(EXERCISE MATERIALS Opens)
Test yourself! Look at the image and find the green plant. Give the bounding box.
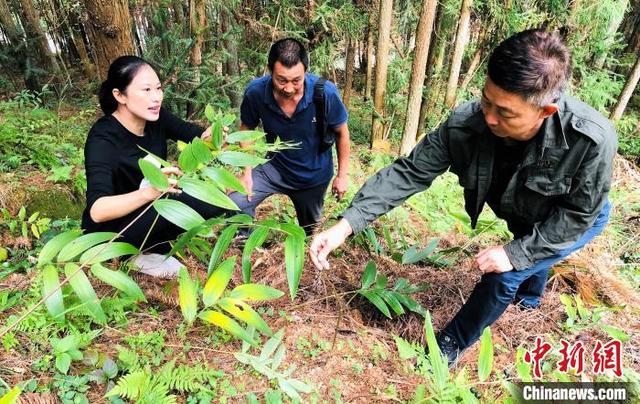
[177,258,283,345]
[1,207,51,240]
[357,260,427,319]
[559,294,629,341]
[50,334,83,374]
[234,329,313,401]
(EXERCISE MATERIALS Closes)
EXERCISE PROMPT
In copying the listing, reproduce each line exactly and omit the pictures.

RESULT
Test yourself! Look at the image and find the green plant. Give the bounding box.
[177,258,283,345]
[1,207,51,240]
[357,260,427,319]
[559,294,629,341]
[50,334,83,374]
[234,329,313,401]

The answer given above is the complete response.